Cortesia
de wikipedia e jdact
1452-1480
«(…) Quando
seu avô Antonio morre em 1464, Leonardo vai viver na casa do pai e lá completar os
estudos, afim de ter o mais cedo possível uma profissão. Depois de tantos
lutos, esse desenraizamento deve ter sido brutal. Uma extirpação da infância.
Nas colinas perfumadas, duas mulheres jovens cuidaram do filho bastardo, além
da avó, do avô e do jovem tio. Todos partilhavam com ele um amor imodesto pela
vida. A única verdadeira herança de Leonardo será essa paixão pela natureza e
pelo ser vivo.

§ Material
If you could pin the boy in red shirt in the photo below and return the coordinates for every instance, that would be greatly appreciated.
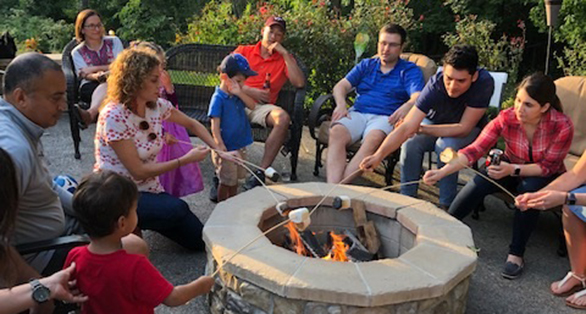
(115, 281)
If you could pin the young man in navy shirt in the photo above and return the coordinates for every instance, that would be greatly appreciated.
(387, 88)
(448, 113)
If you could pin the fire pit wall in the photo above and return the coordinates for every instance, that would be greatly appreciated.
(425, 266)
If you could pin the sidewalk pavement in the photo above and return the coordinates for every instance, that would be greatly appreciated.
(489, 292)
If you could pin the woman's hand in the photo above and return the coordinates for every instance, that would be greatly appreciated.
(500, 171)
(431, 177)
(63, 289)
(541, 200)
(369, 163)
(197, 153)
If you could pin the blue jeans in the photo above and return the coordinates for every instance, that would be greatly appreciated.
(412, 152)
(472, 195)
(171, 217)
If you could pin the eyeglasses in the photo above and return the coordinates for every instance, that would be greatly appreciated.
(94, 26)
(143, 125)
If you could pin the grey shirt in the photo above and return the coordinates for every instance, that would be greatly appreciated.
(40, 215)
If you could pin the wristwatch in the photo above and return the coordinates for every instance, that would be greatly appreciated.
(517, 171)
(40, 292)
(571, 199)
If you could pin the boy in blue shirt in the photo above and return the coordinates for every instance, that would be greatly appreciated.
(230, 126)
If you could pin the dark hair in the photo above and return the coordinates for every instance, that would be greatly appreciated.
(395, 29)
(462, 57)
(8, 208)
(100, 199)
(80, 23)
(25, 69)
(541, 88)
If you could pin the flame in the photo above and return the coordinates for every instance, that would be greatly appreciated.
(337, 252)
(339, 248)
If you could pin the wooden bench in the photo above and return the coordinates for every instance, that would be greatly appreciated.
(193, 70)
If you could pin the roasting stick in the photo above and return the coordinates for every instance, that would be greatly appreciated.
(449, 155)
(279, 224)
(244, 161)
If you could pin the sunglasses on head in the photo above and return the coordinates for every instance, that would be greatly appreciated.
(143, 125)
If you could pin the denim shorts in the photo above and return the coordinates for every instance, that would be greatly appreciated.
(360, 124)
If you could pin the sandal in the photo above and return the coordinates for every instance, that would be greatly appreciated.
(577, 295)
(573, 289)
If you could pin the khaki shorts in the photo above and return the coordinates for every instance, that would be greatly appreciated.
(260, 113)
(229, 172)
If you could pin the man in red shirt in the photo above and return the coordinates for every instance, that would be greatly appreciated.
(269, 56)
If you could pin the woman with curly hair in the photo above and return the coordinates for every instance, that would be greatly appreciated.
(91, 58)
(129, 136)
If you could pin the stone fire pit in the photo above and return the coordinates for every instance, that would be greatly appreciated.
(425, 266)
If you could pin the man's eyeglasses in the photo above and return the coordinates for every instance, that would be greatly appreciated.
(93, 26)
(143, 125)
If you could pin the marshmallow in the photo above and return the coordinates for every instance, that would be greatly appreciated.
(448, 156)
(342, 202)
(282, 207)
(300, 217)
(272, 174)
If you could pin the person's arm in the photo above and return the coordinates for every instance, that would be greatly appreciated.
(395, 139)
(402, 111)
(128, 155)
(295, 74)
(217, 134)
(183, 293)
(19, 298)
(194, 126)
(469, 120)
(341, 90)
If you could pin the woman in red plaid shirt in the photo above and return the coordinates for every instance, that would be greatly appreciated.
(537, 137)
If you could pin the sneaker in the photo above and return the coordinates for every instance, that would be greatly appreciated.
(214, 189)
(253, 182)
(512, 270)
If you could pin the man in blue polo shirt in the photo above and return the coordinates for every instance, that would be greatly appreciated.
(448, 113)
(387, 88)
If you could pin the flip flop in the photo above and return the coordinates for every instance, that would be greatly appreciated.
(577, 295)
(572, 290)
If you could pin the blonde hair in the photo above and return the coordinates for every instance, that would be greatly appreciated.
(128, 72)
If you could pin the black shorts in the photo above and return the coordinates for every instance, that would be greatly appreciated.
(86, 90)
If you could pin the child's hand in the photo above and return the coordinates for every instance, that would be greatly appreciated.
(197, 153)
(170, 139)
(206, 283)
(166, 82)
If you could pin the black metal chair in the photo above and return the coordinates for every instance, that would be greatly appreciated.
(193, 69)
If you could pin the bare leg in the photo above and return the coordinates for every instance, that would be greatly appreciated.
(336, 158)
(575, 232)
(370, 144)
(279, 120)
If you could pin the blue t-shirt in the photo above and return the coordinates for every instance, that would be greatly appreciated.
(234, 125)
(443, 109)
(380, 93)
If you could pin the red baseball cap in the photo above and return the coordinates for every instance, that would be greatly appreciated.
(276, 20)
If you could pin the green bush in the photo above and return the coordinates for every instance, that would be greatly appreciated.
(317, 34)
(50, 35)
(501, 55)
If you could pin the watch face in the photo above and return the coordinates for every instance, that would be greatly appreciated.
(41, 294)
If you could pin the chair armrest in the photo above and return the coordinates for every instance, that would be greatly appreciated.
(52, 244)
(315, 114)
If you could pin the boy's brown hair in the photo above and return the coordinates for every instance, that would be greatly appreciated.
(101, 199)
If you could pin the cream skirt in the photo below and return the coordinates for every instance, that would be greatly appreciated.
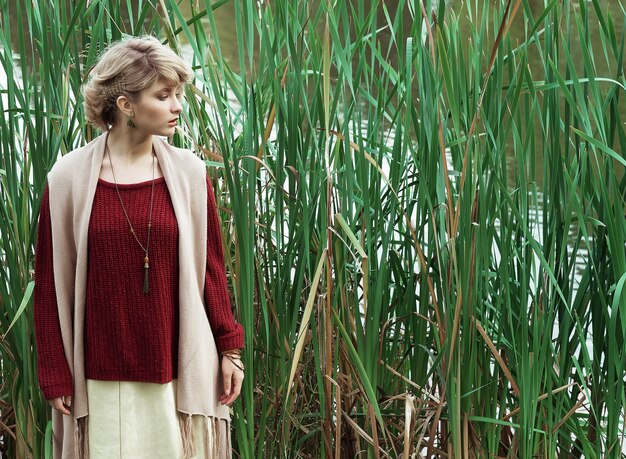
(133, 420)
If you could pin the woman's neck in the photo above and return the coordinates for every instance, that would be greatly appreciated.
(129, 145)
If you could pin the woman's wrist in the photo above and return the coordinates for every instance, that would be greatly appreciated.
(234, 356)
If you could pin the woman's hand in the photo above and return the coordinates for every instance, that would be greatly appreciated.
(62, 404)
(232, 372)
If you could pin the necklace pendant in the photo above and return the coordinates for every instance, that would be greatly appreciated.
(146, 267)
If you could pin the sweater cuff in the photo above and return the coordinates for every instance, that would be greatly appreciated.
(228, 342)
(57, 390)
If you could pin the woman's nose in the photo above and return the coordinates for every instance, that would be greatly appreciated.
(176, 106)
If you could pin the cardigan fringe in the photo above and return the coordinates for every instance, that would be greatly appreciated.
(216, 437)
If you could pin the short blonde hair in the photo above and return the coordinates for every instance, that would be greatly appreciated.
(127, 67)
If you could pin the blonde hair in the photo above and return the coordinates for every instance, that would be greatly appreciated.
(127, 67)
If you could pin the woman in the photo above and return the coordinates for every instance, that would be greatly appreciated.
(138, 351)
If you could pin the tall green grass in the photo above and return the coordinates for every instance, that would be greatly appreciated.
(422, 203)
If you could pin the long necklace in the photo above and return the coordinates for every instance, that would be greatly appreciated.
(146, 258)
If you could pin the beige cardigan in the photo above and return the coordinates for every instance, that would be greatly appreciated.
(72, 185)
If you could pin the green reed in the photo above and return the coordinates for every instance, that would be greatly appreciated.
(423, 219)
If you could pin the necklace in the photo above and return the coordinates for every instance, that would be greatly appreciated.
(146, 258)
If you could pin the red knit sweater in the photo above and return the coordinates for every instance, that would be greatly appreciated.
(129, 335)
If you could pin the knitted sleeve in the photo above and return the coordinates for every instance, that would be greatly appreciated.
(55, 378)
(227, 332)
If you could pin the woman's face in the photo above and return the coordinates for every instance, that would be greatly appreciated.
(158, 108)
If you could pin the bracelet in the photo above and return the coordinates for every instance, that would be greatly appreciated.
(234, 359)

§ O que fazer
Escreva a continuação do texto sobre a juventude de Leonardo, começando logo depois da última frase apresentada. Os dados são um material à parte, sem ligação com o texto sobre a juventude de Leonardo.

§ Resposta
A chegada em Florença é a
despedida da liberdade, da natureza e da vida em estado selvagem. É o fim da
mãe a algumas colinas dali, das bonitas e doces madrastas, do terno avô e, principalmente,
da experimentação de todas as formas de vida na natureza. Instalado na casa do
pai, a caminho de tornar-se um grande senhor, Leonardo é compelido a buscar
rapidamente uma profissão. Como gosta de desenhar tudo o que vê, como gosta de
observar e reproduzir minuciosamente, e como todos ao redor se alegram de
contemplar os seus desenhos, ele passa a integrar o prestigioso atelier de
Andrea Verrocchio (Andrea di Cione, dito Verrocchio, o olho exacto). É a melhor
bottega de
Florença, a mais polivalente, onde ele aprenderá todas as artes. Talvez com um
pistolão do pai, mas os observadores pensam que o seu simples talento lhe serviu
de salvo-conduto.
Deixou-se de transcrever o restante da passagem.